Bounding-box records
>>>>>
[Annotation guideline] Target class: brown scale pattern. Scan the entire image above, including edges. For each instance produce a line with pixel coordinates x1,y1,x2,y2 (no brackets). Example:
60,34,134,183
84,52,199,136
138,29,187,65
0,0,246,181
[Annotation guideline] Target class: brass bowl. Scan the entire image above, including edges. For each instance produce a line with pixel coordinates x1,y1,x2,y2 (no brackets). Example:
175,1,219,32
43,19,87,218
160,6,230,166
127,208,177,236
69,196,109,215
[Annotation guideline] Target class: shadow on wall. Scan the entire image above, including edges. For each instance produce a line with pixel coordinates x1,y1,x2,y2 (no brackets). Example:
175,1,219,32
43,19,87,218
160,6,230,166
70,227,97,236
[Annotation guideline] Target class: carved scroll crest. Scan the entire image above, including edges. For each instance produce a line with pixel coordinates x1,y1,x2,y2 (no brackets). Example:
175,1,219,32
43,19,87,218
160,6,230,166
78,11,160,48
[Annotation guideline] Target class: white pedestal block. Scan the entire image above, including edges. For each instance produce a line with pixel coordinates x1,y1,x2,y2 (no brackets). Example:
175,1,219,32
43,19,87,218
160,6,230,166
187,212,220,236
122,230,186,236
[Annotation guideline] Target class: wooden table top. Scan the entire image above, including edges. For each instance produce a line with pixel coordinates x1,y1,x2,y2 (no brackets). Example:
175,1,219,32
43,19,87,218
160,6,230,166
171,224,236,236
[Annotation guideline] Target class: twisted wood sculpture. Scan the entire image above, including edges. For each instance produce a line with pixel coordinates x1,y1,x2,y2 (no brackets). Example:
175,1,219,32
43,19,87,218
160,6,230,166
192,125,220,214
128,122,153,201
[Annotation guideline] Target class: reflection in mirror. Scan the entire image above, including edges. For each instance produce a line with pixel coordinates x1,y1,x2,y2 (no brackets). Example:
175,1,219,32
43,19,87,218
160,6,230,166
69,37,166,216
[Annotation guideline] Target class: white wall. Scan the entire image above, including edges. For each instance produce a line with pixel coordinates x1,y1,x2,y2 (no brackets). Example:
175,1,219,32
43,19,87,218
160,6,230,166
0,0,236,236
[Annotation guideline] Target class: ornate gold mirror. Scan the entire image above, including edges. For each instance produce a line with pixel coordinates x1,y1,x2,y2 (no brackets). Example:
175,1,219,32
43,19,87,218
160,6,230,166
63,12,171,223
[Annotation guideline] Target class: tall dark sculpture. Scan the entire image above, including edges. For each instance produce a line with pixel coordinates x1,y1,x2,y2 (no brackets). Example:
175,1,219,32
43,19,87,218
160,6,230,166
<<<<<
• **WHAT THIS TASK INVOLVES**
Output the lines above again with no changes, from the first to the last.

• **COMPLETED EXERCISE**
[Annotation guideline] Target class: brown scale pattern. Scan the entire image above, including edges. For each instance produce a line with pixel coordinates x1,y1,x2,y2 (no brackets). Example:
60,34,134,183
84,52,199,136
138,29,187,65
0,0,246,181
[Annotation guideline] Target class: brass bowl. Scan the entire image above, including edges. For each instance produce a line with pixel coordinates x1,y1,x2,y2 (no brackets). Example:
175,1,219,32
43,19,87,218
160,6,230,166
127,208,177,236
69,196,109,215
[Annotation guideline] Target class: shadow on wall. Scan the entire image above, including edges. For each instance produce a line with pixel coordinates x1,y1,x2,y2 (no brackets). Example:
175,1,219,32
43,19,87,218
160,6,230,166
70,227,97,236
[Annotation guideline] Target class: carved scroll crest. Scan the entire image above, including edges. For each instance produce a line with pixel coordinates x1,y1,x2,y2 (no brackets). Example:
175,1,219,32
43,19,87,218
160,6,230,166
78,11,160,48
[Annotation guideline] Target class: white pedestal block. Scan the entire image above, including edges. For each instance produce a line with pixel coordinates x1,y1,x2,y2 (no brackets). Example:
175,1,219,32
43,19,87,218
160,6,230,166
187,212,220,236
122,230,186,236
[Annotation guideline] Target class: wooden table top. Scan the entire image above, including edges. For each instance produce a line with pixel coordinates x1,y1,x2,y2 (no brackets). Example:
175,1,219,32
43,19,87,218
160,6,230,166
171,224,236,236
[Annotation guideline] Target class: twisted wood sculpture. Scan the entire image above, including edges. For each instance produce a line with pixel coordinates x1,y1,x2,y2 (no brackets). Example:
175,1,219,32
43,19,87,218
160,6,230,166
192,125,220,214
128,122,153,201
[Annotation guideline] Target class: reflection in mirror. Scan the entire image above, including edges. For each instance produce a line with pixel coordinates x1,y1,x2,y2 (no brackets). Example:
175,1,219,32
43,19,87,218
160,6,230,166
69,37,166,216
[Annotation guideline] Target class: white wall. Scan the entire image above, including edges. For each instance produce a line with pixel coordinates x1,y1,x2,y2 (no brackets). Example:
175,1,219,32
43,19,87,218
160,6,230,166
0,0,236,236
[Annotation guideline] Target class: ornate gold mirror. Scan the entire image above, including edges. For each instance produce a line with pixel coordinates x1,y1,x2,y2 (no brackets). Example:
175,1,219,32
43,19,87,218
160,6,230,166
63,12,171,223
[Annotation guideline] Target class: tall dark sculpture. Scan the entire image above, including edges. For each instance produce a line with pixel coordinates x1,y1,x2,y2 (no brackets). Example:
175,1,219,32
43,19,87,218
160,6,230,166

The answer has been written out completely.